Work to be completed: Extend the blog passage about Lord Byron's family and his grandfather's memorial in Bath Abbey, starting right after its last sentence.

Text excerpt:
================

Despite his charm, his father was considered a fickle profligate and adulterer and with an irate temper, extreme moods and bouts of depression; Byron’s mother Catherine Gordon was more than a match for ‘Mad Jack’ as he was known throughout society.
In the light of his parents’ temperaments and that death by suicide is hinted at on ALL sides of Byron’s unique family; it is perhaps NOT surprising that Byron was frequently one unhappy chap!

One November I visited Bath Abbey and was able to locate a memorial stone on the wall in the Gethsemane Chapel in memory of Byron’s maternal Grandfather and namesake George Gordon who died from drowning in the Avon Canal in Bath on Saturday January 9 1779.
Was his death intentional? Or could he have simply decided to go for a swim in the freezing waters on a cold January day?
Whatever happened on that fateful day, George Gordon was buried in Bath Abbey under a ‘Mr. Pierce’s stone by the font’ on Friday January 15 1779.
I was not aware that he had been laid to rest in Bath Abbey at the time of my visit; probably due to the suspected cause of his death and in 1779, death by suicide was considered a mortal sin and as such a burial would not have been allowed on consecrated ground.

As you can see most of the decorative swag on this marble monument has been broken off and removed and it’s interesting to wonder if Catherine brought Byron to this spot to reminisce about her father as she shared the pride of her Gordon ancestry:
‘My mother was precise on points of genealogy like all the Aristocratical Scots.‘
Lord Byron
AND as I was getting up close and personal with my camera in this confined space; the abbey guide was watching me like a hawk – lest I chip off another bit to hoard as a Byron keepsake perhaps?

================

Dataset records:
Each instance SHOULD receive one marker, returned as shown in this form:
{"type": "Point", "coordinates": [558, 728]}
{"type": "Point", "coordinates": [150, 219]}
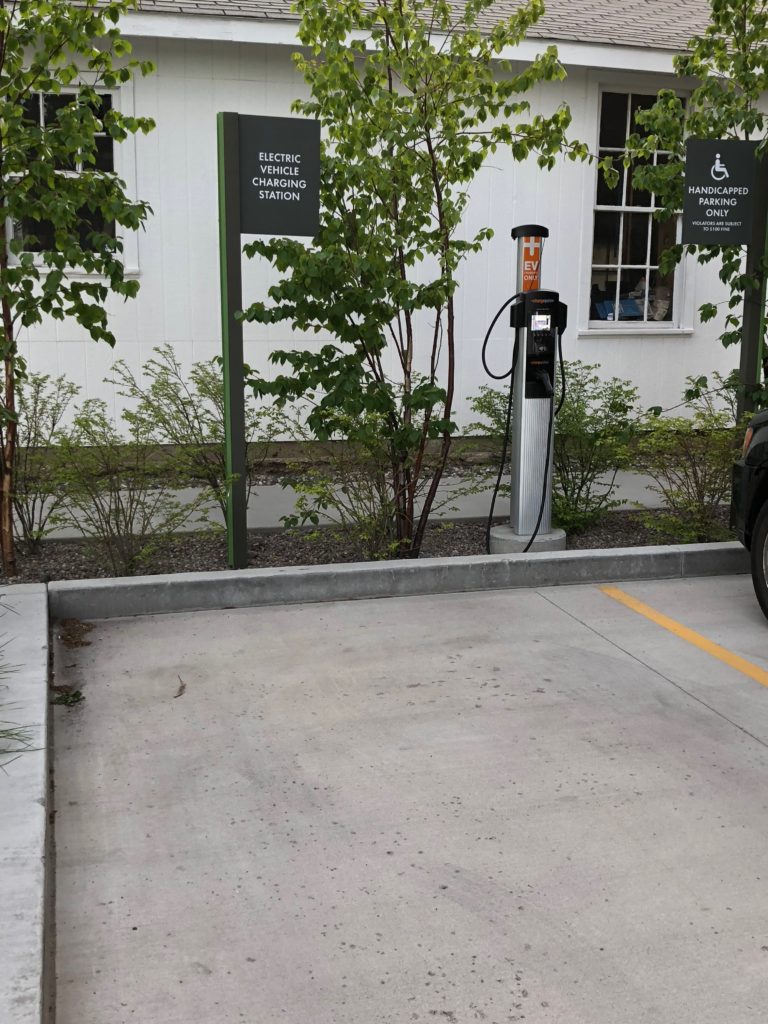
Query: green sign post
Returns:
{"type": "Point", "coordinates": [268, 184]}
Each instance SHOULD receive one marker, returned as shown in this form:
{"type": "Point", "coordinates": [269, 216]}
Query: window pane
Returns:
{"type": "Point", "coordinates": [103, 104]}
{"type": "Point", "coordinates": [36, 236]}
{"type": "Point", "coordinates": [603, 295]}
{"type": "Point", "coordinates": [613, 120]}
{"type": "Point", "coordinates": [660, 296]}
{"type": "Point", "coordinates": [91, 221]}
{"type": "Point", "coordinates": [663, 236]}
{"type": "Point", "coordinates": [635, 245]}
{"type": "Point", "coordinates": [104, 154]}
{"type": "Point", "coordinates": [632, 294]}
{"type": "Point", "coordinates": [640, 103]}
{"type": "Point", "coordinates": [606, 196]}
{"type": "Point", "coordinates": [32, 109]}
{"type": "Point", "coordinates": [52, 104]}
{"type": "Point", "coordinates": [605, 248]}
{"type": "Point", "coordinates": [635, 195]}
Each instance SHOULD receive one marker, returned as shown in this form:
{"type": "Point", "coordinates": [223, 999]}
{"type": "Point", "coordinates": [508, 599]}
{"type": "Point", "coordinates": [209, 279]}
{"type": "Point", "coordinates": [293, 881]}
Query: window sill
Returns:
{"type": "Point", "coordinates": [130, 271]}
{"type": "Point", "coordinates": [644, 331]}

================

Final result:
In a profound letter to John Murray on September 20, 1821 from Ravenna, Byron was to write:
‘You know – or you do not know – that my maternal Grandfather (a very clever man & amiable I am told) was strongly suspected of Suicide – – (he was found drowned in the Avon at Bath)……..there was no apparent cause – as he was rich, respected – & of considerable intellectual resources – hardly forty years of age – & not at all addicted to any un-hinging vice. – It was however but a strong suspicion – owing to the manner of his death – & to his melancholy temper……
I had always been told that in temper I more resembled my maternal Grandfather than any of my father’s family – – that is in the gloomier part of his temper – for he was what you call a good natured man, and I am not. –‘
Interestingly some 37 years later on the same day, Byron’s wife Annabella and their month old daughter Ada Augusta would leave 13 Piccadilly Terrace for the last time and the infamy surrounding the failure of this short marriage would be the catalyst for his departure from our shores a few months later.
As the ‘pint of bucellas’ Byron refers to in his November journal IS actually a pint of wine – this may offer an explanation for his low spirits as it would surely be enough to give anyone an aching head!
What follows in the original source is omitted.